Repeat the listing that follows without a single change.

RECORDED DATA: Begin

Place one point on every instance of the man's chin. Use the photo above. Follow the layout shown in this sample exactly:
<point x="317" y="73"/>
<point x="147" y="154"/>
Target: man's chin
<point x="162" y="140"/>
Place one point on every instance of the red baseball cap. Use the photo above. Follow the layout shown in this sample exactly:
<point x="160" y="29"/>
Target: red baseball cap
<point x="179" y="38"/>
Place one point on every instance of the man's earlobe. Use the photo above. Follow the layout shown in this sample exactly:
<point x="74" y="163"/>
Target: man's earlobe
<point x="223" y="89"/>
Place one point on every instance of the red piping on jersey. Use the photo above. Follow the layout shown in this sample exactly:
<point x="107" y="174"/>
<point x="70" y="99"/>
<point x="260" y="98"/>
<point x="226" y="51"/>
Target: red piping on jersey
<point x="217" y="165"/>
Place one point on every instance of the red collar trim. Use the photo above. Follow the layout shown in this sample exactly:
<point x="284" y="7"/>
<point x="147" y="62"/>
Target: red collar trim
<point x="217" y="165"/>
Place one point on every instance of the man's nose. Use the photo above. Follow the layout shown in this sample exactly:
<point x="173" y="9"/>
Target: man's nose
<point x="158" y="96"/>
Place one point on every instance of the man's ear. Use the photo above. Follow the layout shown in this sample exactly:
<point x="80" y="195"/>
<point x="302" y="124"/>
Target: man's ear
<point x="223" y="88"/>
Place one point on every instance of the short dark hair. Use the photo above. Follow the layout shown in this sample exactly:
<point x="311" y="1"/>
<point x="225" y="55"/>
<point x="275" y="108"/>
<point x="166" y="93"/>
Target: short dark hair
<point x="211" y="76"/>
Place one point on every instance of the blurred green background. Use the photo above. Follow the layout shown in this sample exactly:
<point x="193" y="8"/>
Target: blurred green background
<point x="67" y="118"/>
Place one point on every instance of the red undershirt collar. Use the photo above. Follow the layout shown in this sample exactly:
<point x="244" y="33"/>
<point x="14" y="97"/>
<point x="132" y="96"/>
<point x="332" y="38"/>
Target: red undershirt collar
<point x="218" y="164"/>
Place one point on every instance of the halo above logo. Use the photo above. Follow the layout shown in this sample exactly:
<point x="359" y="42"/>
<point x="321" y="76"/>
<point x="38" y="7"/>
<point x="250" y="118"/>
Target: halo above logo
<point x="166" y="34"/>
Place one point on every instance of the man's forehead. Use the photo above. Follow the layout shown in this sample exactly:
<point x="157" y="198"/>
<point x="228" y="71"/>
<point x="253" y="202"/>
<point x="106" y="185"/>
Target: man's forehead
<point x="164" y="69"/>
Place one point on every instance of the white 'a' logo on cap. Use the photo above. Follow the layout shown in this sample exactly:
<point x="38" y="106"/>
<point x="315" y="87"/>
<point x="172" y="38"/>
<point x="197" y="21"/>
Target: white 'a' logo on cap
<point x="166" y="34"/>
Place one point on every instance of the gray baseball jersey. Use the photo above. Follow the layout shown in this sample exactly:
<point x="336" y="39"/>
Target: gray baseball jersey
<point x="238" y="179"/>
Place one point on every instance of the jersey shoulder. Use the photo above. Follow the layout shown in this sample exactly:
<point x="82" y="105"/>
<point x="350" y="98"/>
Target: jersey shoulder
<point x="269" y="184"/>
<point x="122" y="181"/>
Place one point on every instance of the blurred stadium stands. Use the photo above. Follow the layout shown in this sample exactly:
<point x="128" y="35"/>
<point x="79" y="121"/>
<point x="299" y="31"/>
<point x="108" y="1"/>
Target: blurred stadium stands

RECORDED DATA: End

YOUR RESPONSE:
Place one point on every instance of the man's chin. Use the photo above. Follow the layout shown in this sample exactly:
<point x="317" y="73"/>
<point x="147" y="154"/>
Target: man's chin
<point x="162" y="140"/>
Place one point on every instance of the red baseball cap. Use the photo above. Follow the layout shown in this sample exactly:
<point x="160" y="29"/>
Target: red baseball cap
<point x="179" y="38"/>
Place one point on every instance of the man's earlobe. Use the photo above. Follow the layout shown in this sample exactly:
<point x="74" y="163"/>
Target: man's earlobe
<point x="223" y="89"/>
Place one point on every instance of the red piping on jersey. Use the photo above. Follow the layout shown in this sample exactly:
<point x="107" y="174"/>
<point x="70" y="99"/>
<point x="260" y="98"/>
<point x="226" y="51"/>
Target: red piping on jersey
<point x="217" y="165"/>
Place one point on every instance of the red collar trim. Use the photo above. Follow the layout shown in this sample exactly:
<point x="284" y="7"/>
<point x="147" y="62"/>
Target: red collar trim
<point x="217" y="165"/>
Place one point on every instance of the man's nose. Use the photo above. Follow the layout shown in this sample exactly:
<point x="173" y="9"/>
Target: man's nose
<point x="158" y="96"/>
Place one point on every instance of the man's ear. Use the photo above. Follow the layout shown in this sample exactly:
<point x="80" y="195"/>
<point x="302" y="124"/>
Target: man's ear
<point x="223" y="88"/>
Place one point on every instance of the short dark hair. Use the photo above. Follow the layout shown in this sample exactly:
<point x="311" y="1"/>
<point x="225" y="55"/>
<point x="275" y="108"/>
<point x="166" y="93"/>
Target: short dark hair
<point x="211" y="76"/>
Place one point on every instance of the blurred green background. Use the photo above. Follow the layout shown in this sample exactly:
<point x="193" y="8"/>
Target: blurred green background
<point x="67" y="118"/>
Place one point on every instance of the red undershirt collar. Use the photo above. Follow the layout shown in this sample exactly:
<point x="244" y="33"/>
<point x="14" y="97"/>
<point x="132" y="96"/>
<point x="332" y="38"/>
Target: red undershirt collar
<point x="218" y="164"/>
Place one point on every instance of the halo above logo. Use the photo above. Follow the layout shown in this sample exactly:
<point x="359" y="42"/>
<point x="321" y="76"/>
<point x="38" y="7"/>
<point x="250" y="118"/>
Target: halo above logo
<point x="166" y="34"/>
Place one point on every instance of the man's forehead. Use the photo above. Follow the layout shown in this sample exactly:
<point x="157" y="198"/>
<point x="228" y="71"/>
<point x="253" y="202"/>
<point x="106" y="185"/>
Target: man's forehead
<point x="164" y="69"/>
Place one point on every instance of the white 'a' logo on cap. Use the photo above. Follow the layout shown in this sample exactly:
<point x="38" y="106"/>
<point x="315" y="87"/>
<point x="172" y="38"/>
<point x="197" y="21"/>
Target: white 'a' logo on cap
<point x="166" y="34"/>
Place one point on every instance of the gray baseball jersey. Use the photo above. Follow the layout shown in this sample exactly:
<point x="336" y="39"/>
Target: gray baseball jersey
<point x="238" y="179"/>
Place one point on every instance of the jersey shoulder. Use the photo above. Follow the layout shown in this sample exactly:
<point x="82" y="105"/>
<point x="350" y="98"/>
Target: jersey shoulder
<point x="269" y="184"/>
<point x="122" y="181"/>
Place one point on every instance of the blurred stadium stands. Use the photo above. Follow the layout shown in this sample exactly:
<point x="128" y="35"/>
<point x="79" y="121"/>
<point x="299" y="31"/>
<point x="108" y="1"/>
Target: blurred stadium stands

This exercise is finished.